Work to complete: Every line of the listing below needs to be reproduced exactly.

------------------------------------------------

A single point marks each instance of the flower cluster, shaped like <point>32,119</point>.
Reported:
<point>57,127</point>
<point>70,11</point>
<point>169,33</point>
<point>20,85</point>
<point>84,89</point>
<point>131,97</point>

------------------------------------------------

Solution:
A single point marks each instance of the flower cluster, shaped like <point>32,119</point>.
Reported:
<point>57,127</point>
<point>70,11</point>
<point>169,33</point>
<point>20,85</point>
<point>84,89</point>
<point>131,97</point>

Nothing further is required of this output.